# WHAT YOU SHOULD DO
Would you please repeat all of the data exactly, omitting the pictures?

*** DATASET EXCERPTS ***

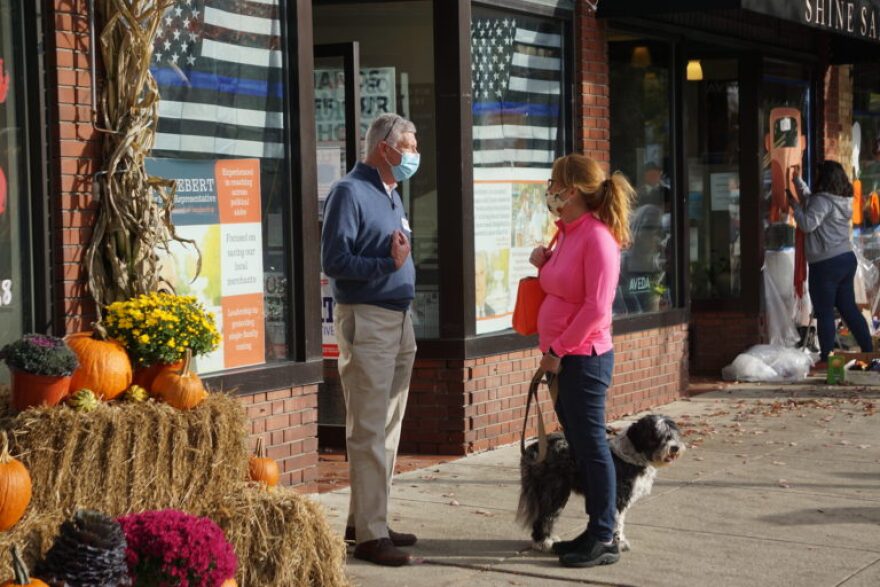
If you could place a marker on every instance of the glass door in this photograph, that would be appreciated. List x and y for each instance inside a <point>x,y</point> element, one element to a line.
<point>711,97</point>
<point>339,146</point>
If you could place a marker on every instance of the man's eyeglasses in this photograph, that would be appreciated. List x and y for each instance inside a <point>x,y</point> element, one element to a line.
<point>391,128</point>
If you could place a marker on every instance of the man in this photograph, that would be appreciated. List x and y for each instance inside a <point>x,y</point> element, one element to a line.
<point>365,251</point>
<point>654,190</point>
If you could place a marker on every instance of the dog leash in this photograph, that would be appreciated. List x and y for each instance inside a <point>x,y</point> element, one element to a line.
<point>552,384</point>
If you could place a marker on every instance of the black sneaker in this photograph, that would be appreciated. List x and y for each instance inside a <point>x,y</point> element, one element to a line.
<point>591,553</point>
<point>566,546</point>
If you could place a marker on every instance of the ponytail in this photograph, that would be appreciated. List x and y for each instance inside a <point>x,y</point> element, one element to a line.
<point>609,198</point>
<point>615,206</point>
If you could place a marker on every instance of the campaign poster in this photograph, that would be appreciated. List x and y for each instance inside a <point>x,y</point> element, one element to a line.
<point>217,205</point>
<point>510,219</point>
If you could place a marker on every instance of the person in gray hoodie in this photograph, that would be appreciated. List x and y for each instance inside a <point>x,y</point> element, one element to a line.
<point>826,218</point>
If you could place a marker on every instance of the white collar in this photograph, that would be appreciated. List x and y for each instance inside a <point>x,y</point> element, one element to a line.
<point>389,187</point>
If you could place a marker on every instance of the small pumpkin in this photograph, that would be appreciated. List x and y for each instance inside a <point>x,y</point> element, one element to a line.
<point>262,468</point>
<point>15,486</point>
<point>104,366</point>
<point>20,574</point>
<point>181,389</point>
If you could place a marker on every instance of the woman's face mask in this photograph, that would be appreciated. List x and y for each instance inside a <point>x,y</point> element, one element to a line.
<point>556,202</point>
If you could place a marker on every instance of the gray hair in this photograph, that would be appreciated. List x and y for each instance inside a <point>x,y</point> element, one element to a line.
<point>387,127</point>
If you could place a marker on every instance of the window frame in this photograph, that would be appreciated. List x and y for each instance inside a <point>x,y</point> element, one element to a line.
<point>303,365</point>
<point>677,311</point>
<point>31,99</point>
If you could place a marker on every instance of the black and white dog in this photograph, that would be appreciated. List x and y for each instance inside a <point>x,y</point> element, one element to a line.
<point>652,441</point>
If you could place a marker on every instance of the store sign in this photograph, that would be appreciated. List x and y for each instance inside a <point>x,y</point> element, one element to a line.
<point>857,18</point>
<point>378,96</point>
<point>217,205</point>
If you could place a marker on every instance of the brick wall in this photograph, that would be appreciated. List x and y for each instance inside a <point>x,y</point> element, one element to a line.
<point>592,77</point>
<point>716,338</point>
<point>839,115</point>
<point>73,160</point>
<point>286,419</point>
<point>459,407</point>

***

# SOLUTION FOR THIS EXERCISE
If you could place a marker on every instance of the glass door in this photograph, that would be appreciated. List x and y for each instance inside a <point>x,y</point> element, one element to a line.
<point>711,97</point>
<point>339,146</point>
If you could place a marker on every instance of the man's eyeglasses in this photograph, that would be appreciated. List x and y for each instance inside a <point>x,y</point> element, one element to a line.
<point>391,128</point>
If you could place a marker on every instance of the man in this photograph, that would be appreciated. List x and y for each instance inside a <point>x,y</point> element, one element to a line.
<point>365,251</point>
<point>654,190</point>
If you could place a marker on every instance of the dog leash in this photograph, that would be appreciated. List x and y for each instance inside a <point>x,y</point> element, one element to a line.
<point>552,384</point>
If you could place a marker on every instance of the black sneaker in this photograph, that would be appreciated. List x and y for each instance inside a <point>x,y</point> element, one element to a line.
<point>591,553</point>
<point>566,546</point>
If you could place a marker on every instance of the ponytail in this photograph, that would be appreciated. List x and y for each instance inside a <point>x,y</point> element, one element to a line.
<point>609,198</point>
<point>615,206</point>
If you could place a marker on every instance of the campaign poster in this photograph, that would be appreciated. List x and y for each instance inside a <point>x,y</point> element, one element to a line.
<point>217,205</point>
<point>510,219</point>
If you could place a marker on every instance of the person in gray hoodie in this photograph, that would be appreciated. List x and y for each instance inside a <point>x,y</point> element, one element to a line.
<point>826,218</point>
If you could place a marker on every instance of the white collar in this photograph, that would be appreciated. List x and y for each instance inside a <point>x,y</point> element, one element to a line.
<point>389,187</point>
If you could place a marker on every instance of the small pumpkin in this photograph, that would be appreciated. List x and y for each instance inside a <point>x,y</point> element, one element to a line.
<point>262,468</point>
<point>15,486</point>
<point>104,366</point>
<point>20,574</point>
<point>181,389</point>
If you could place a marker on every instance of the woman's face mask in this photograph, that would be appreciated. List x and y for each instance inside a <point>x,y</point> element, one element to a line.
<point>556,202</point>
If you could place a marker on every instance of the gray hair in this photograph, that would be appreciated. List x and y for each instance inside a <point>x,y</point> element, one element to a line.
<point>387,127</point>
If you could place a marker on every instance of the window frame in this photograph, that would be appreciated. List x and y for each instance inside a <point>x,y</point> element, one element to a line.
<point>303,365</point>
<point>677,311</point>
<point>31,99</point>
If you could place a marker on every instance of the black and white dog in this photograph, that would be appreciated. List x and y for each instance inside a <point>x,y</point> element, one element to a line.
<point>652,441</point>
If you could place a marker on every instance of the store sign in this photograph, that would be appreciated. List x and y for each instance inside a <point>x,y</point> element, one element to a line.
<point>857,18</point>
<point>378,96</point>
<point>217,205</point>
If you could place a marker on every instance of the brick wall in this photograph, that would be appreciated. List x and y for each instance inside a <point>x,y</point> element, one element to a line.
<point>592,77</point>
<point>716,338</point>
<point>839,115</point>
<point>73,160</point>
<point>286,419</point>
<point>459,407</point>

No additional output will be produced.